■ SET TASK
What is needed is the run of lines from the one with "Look at the photograph above. For each instance of the spaghetti" through the close of the data, set down exactly.

==== ENTRIES SUPPLIED ====

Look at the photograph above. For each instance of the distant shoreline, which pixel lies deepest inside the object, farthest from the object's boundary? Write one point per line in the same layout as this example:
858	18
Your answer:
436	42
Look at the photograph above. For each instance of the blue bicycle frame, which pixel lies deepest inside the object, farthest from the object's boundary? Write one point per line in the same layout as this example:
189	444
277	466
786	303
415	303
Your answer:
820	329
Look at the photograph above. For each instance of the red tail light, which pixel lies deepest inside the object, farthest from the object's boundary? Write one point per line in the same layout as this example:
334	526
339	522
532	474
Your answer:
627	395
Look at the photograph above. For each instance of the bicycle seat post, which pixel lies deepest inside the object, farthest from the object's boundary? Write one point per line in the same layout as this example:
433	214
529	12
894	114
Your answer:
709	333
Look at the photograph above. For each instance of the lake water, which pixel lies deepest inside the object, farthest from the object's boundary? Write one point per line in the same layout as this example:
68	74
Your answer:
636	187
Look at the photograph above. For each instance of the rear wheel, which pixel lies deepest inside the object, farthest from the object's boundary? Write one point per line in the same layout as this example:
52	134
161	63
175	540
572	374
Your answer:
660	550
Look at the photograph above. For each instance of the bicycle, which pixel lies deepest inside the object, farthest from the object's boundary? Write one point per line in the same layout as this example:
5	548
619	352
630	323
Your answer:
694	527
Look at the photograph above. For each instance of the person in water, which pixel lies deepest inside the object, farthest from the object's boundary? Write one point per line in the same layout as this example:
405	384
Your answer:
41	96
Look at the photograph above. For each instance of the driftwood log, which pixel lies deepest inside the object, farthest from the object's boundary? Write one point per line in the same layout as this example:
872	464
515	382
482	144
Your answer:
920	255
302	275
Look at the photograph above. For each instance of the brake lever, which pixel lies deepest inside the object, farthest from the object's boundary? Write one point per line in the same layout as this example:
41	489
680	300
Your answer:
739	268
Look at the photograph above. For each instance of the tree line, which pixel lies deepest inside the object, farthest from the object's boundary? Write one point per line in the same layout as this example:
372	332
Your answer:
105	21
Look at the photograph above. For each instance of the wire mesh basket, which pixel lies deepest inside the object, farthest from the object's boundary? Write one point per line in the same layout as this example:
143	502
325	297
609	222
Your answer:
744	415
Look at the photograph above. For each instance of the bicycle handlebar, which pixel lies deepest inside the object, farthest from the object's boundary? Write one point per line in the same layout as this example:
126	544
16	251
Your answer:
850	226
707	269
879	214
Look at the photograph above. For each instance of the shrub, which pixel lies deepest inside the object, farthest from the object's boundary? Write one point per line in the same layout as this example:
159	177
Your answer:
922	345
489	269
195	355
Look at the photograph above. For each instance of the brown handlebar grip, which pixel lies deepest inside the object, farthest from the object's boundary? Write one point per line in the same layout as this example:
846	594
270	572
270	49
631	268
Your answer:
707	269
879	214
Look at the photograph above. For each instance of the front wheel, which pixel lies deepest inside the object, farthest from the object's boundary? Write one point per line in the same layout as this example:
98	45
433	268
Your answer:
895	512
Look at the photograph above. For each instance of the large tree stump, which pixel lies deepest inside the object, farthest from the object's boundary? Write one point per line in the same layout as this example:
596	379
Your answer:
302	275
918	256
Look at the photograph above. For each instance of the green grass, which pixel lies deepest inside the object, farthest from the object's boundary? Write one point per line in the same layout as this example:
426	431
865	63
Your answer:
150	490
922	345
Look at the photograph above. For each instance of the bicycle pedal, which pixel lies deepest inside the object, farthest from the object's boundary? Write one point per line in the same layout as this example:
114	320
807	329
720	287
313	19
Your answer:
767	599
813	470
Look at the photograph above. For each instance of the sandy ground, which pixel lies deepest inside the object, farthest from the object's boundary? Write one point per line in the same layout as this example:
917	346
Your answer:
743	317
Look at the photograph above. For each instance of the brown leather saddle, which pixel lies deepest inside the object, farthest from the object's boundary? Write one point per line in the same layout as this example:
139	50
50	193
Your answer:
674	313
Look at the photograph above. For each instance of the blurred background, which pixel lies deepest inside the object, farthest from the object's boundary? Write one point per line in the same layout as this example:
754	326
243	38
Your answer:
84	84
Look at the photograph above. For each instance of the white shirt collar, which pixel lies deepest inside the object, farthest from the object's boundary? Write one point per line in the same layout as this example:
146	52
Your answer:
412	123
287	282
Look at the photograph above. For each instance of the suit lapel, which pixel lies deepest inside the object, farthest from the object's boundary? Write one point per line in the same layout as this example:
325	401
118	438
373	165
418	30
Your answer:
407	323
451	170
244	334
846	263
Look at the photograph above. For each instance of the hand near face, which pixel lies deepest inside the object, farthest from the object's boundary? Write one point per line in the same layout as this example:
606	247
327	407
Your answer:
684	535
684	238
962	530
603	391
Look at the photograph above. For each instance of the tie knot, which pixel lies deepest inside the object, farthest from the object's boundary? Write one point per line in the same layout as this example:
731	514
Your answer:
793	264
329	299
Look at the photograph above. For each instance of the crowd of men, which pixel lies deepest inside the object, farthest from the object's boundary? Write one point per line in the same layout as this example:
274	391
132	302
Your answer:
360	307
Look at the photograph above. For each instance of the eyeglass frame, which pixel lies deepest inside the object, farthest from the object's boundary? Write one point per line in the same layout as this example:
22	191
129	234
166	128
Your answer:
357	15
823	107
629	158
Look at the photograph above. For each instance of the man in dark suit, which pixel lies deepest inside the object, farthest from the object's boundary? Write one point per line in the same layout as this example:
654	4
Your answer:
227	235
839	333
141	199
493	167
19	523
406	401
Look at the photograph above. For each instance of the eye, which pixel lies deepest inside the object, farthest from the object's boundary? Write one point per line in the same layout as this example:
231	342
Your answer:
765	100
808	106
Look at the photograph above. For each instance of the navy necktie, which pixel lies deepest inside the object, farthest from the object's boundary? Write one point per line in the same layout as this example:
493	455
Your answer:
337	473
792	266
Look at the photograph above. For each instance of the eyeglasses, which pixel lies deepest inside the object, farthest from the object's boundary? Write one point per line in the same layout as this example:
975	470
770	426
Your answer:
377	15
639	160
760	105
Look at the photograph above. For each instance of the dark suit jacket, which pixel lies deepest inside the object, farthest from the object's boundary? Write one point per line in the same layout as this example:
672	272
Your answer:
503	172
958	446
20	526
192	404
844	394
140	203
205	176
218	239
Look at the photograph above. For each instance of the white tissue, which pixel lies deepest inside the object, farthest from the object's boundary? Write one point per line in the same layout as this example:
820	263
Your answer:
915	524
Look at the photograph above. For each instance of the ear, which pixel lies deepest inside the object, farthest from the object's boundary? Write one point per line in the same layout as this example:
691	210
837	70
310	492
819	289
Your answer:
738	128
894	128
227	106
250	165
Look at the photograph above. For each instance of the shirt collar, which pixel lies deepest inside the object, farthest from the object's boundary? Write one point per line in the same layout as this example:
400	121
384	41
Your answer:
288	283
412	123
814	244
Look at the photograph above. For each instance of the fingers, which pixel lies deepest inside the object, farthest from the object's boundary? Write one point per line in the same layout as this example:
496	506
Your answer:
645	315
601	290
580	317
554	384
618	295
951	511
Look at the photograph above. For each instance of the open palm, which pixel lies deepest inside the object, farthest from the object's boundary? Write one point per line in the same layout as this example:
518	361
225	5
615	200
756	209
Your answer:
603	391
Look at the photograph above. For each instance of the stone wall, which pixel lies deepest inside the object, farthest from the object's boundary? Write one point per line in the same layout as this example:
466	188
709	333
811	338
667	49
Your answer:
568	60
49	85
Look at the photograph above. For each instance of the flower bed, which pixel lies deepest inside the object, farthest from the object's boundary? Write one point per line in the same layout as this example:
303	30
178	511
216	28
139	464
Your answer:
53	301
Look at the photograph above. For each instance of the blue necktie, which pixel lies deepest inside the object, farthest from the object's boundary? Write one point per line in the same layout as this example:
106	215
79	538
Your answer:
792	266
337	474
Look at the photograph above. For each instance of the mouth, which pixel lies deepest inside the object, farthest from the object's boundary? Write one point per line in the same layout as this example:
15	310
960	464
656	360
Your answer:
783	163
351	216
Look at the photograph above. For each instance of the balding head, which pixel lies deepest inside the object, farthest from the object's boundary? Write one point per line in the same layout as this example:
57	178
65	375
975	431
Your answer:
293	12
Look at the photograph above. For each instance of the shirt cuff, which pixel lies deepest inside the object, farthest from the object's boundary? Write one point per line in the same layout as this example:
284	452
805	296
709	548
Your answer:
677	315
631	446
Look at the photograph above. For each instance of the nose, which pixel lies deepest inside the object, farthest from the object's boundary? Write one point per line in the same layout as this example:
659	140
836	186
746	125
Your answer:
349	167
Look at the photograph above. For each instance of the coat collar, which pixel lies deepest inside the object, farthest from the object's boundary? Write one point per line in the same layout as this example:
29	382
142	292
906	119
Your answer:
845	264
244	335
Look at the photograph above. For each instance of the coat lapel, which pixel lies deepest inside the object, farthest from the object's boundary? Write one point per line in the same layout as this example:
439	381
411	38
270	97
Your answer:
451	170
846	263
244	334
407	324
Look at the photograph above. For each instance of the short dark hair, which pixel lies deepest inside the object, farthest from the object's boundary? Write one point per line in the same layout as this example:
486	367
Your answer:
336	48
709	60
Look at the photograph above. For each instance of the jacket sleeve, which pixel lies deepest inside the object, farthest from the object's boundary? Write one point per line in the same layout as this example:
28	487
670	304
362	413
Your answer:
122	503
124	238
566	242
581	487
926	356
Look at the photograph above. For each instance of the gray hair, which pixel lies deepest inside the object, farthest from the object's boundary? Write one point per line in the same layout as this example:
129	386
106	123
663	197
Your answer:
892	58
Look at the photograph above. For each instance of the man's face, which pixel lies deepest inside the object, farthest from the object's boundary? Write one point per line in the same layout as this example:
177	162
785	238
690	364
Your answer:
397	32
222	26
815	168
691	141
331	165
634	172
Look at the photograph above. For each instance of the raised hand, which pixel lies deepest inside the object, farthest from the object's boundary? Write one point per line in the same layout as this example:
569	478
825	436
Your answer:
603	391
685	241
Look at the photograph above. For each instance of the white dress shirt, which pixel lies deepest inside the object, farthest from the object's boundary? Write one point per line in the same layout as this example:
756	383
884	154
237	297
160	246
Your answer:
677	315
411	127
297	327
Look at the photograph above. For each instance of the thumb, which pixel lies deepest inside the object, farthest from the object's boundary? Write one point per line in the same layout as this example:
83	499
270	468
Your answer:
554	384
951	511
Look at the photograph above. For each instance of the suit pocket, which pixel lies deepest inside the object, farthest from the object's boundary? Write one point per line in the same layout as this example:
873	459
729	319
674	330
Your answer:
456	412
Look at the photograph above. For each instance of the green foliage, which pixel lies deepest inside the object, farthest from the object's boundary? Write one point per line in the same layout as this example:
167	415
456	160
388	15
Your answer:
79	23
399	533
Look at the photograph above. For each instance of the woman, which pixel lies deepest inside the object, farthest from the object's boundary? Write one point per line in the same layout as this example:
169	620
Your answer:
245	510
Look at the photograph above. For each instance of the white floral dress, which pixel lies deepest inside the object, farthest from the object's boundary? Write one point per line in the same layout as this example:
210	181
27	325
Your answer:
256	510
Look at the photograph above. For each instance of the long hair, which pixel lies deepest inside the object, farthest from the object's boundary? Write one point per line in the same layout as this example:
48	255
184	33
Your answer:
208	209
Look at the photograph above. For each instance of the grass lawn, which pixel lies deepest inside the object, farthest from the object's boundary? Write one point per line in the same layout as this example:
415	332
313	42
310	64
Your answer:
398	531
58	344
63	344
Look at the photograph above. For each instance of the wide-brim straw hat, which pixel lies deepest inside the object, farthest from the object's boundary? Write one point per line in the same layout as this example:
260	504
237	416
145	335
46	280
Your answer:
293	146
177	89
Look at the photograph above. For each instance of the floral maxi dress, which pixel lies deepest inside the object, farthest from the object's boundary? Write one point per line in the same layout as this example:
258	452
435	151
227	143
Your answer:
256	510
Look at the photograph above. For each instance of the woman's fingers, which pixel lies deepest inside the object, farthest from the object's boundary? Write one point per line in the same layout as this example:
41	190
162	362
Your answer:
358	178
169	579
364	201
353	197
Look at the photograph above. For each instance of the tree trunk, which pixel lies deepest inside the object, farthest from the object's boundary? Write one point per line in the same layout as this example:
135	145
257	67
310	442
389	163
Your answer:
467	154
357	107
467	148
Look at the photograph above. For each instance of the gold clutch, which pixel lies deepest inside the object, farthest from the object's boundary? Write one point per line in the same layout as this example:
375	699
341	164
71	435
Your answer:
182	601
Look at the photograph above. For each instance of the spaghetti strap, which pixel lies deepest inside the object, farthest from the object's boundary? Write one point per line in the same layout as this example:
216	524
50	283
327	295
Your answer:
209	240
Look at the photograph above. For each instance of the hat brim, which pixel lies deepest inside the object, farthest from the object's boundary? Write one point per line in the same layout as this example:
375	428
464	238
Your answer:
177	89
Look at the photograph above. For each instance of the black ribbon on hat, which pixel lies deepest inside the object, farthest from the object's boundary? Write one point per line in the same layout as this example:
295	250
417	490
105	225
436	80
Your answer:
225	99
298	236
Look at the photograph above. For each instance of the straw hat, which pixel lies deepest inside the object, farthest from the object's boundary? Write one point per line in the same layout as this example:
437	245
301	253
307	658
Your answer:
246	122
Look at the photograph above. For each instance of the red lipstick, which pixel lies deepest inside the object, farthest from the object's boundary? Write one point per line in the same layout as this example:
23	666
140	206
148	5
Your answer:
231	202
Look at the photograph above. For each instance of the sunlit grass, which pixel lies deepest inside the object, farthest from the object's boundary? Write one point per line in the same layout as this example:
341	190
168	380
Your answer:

====

■ TASK RESULT
Look at the photograph above. For each instance of the spaghetti strap, which pixel lies deepest inside the object, farthest from the object's boundary? Write one point per line in the same layout as this example:
216	524
50	283
327	295
Your answer:
209	240
Look at the photograph above. For each instance of the hat brim, which pixel lies deepest inside the object, farthest from the object's boundary? Write one point per line in the same layout as this example:
375	428
464	238
Your answer:
177	89
Look at the photograph above. For each instance of the black ribbon on hat, which pixel lies deepest inside the object, farthest from the object's boundary? Write one point per line in the same layout as this example:
295	250
417	490
105	225
436	80
Your answer:
225	99
298	236
Look at the photograph above. For each instance of the straw hat, which pixel lies deepest inside the object, farthest from the object's boundary? Write one point per line in the same layout as this example:
437	245
301	253
307	658
Your answer:
246	122
Look at the photograph above. For each instance of the red lipstick, which pixel lies deepest inside the object, farthest from the object's boundary? Write one point per line in the same layout as this example:
23	666
140	206
148	5
Your answer:
231	202
Look at the photograph above. For each instance of the sunlit grass, which pixel lies deepest inside the object, farthest from the object's boundary? Write one point per line in the same layout as this example:
341	190
168	380
Your answer:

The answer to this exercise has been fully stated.